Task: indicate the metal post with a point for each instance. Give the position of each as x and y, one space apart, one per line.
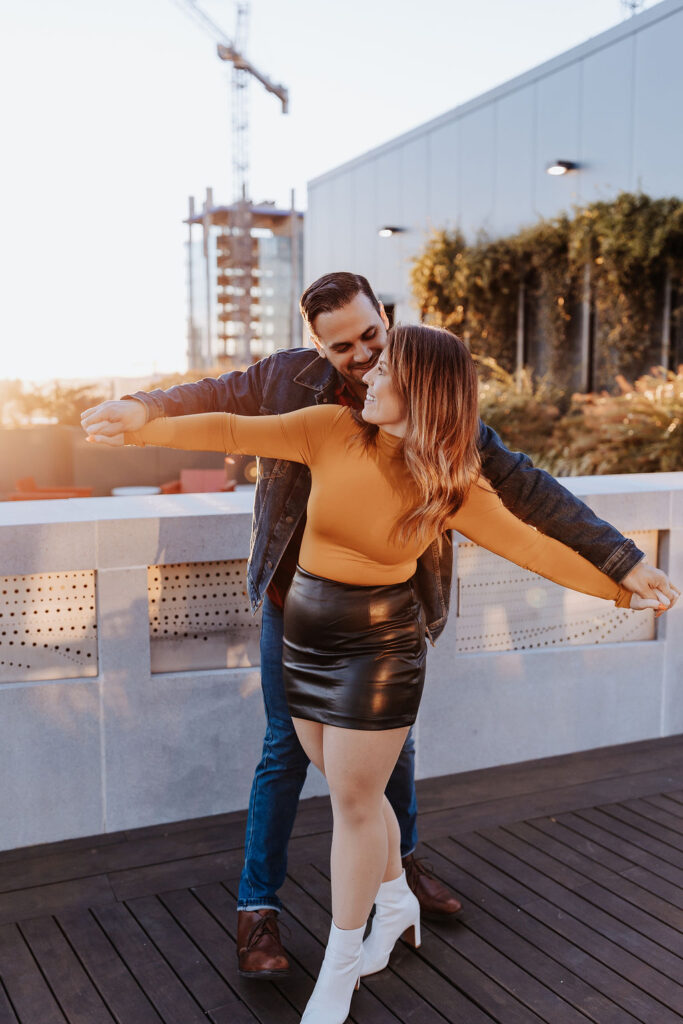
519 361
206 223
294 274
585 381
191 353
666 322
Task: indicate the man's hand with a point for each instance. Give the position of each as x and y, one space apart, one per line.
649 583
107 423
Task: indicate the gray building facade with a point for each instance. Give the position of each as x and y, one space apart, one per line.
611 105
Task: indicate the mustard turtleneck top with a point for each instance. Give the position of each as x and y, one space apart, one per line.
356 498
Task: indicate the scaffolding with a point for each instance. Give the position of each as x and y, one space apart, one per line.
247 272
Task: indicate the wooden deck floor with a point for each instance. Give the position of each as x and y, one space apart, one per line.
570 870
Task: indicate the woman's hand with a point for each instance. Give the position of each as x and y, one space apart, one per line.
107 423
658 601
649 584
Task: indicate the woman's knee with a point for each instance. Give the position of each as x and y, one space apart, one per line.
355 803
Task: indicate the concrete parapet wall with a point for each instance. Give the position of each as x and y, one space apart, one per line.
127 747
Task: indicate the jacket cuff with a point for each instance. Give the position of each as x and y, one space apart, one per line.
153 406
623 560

= = =

## INSTRUCTION
Update all the records above by swapping "with a point for each instance" for "by marking every occurrence" each time it occurs and leaving everything else untouched. Leave the pictures out of your answer.

## RESULT OF THIS EXERCISE
Task: indicate the metal post by marking every occurrence. Give the position of each as x and y, one space apart, one per line.
519 361
206 223
294 274
585 381
191 353
666 322
Task: indicate the man's hand by marking every occurrence. Give the position of each as x and y, one space apart, one per line.
649 583
107 423
Task: indicate the gray building facade by marking every occurrence. Give the position of each as x and y, one space apart, one per line.
611 105
Task: indicate the mustard turtleneck top by marking every occurrence. Give the position of each as x and y, one space apart, one per line.
356 498
Task: indicate the scaffolding by marking every occurrence. Give the position of each as x and y, one space apart, one per line.
247 272
Task: indicate the wooden deck floor by marking every occurrence. Give the position of each as x and y, one space apart, one per line.
570 870
Task: indicate the woman's hand by marking every occurrence. Give the position of each as x and y, one space apart, one per line.
107 423
658 601
649 584
Task: indicate the woman's knee by marking every occurrence. Give the position of each as x and y, one space apart, one per line.
355 803
Task: indicate the concrete parapet wall by marking every occurrence. Give the position of each as x and y, one space apart, one per line.
127 747
Task: indicate the jacket cuff by marking every occurrence. Give the position of each as x and y, one space apart, one per line.
153 406
623 560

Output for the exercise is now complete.